» **TRY IT**
Check each line of the data for "rough" and select those that have it.

» **Stored data entries**
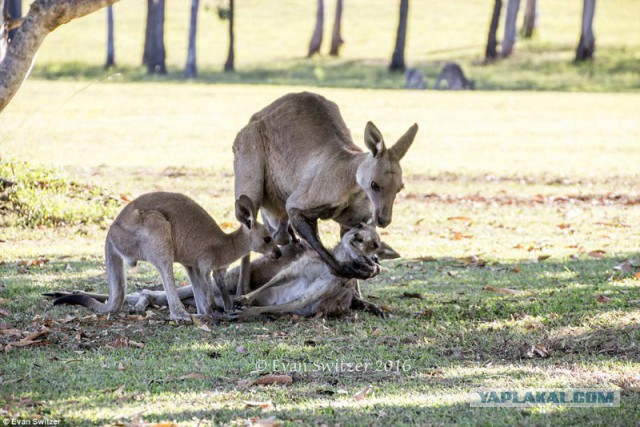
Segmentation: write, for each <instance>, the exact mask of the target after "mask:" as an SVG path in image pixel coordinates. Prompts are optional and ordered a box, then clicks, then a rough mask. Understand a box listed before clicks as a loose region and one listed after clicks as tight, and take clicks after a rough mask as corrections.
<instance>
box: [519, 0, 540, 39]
mask: <svg viewBox="0 0 640 427" xmlns="http://www.w3.org/2000/svg"><path fill="white" fill-rule="evenodd" d="M537 26H538V1H537V0H527V4H526V5H525V8H524V21H523V22H522V30H521V31H520V33H521V34H522V38H525V39H530V38H531V36H533V33H534V32H535V30H536V27H537Z"/></svg>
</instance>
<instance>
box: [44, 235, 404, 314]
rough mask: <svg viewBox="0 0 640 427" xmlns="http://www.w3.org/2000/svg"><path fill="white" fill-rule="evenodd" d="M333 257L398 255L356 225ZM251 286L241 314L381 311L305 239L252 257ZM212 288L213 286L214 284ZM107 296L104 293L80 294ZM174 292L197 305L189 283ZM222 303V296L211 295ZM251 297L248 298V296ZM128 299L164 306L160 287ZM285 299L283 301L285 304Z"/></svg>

» **TASK ANSWER**
Segmentation: write, for each <instance>, the exact mask of the target after "mask:" as an SVG path in image pixel coordinates. Prompts are optional and ordered a box, then clicks, then a rough mask. Understand a box listed before clicks as a loose region and one listed after clicks as tight, and take clicks after a rough mask as corrections.
rough mask: <svg viewBox="0 0 640 427" xmlns="http://www.w3.org/2000/svg"><path fill="white" fill-rule="evenodd" d="M333 257L398 255L356 225ZM251 286L241 314L381 311L305 239L252 257ZM212 288L213 286L214 284ZM107 296L104 293L80 294ZM174 292L197 305L189 283ZM222 303V296L211 295ZM251 297L248 298V296ZM128 299L164 306L160 287ZM285 299L283 301L285 304Z"/></svg>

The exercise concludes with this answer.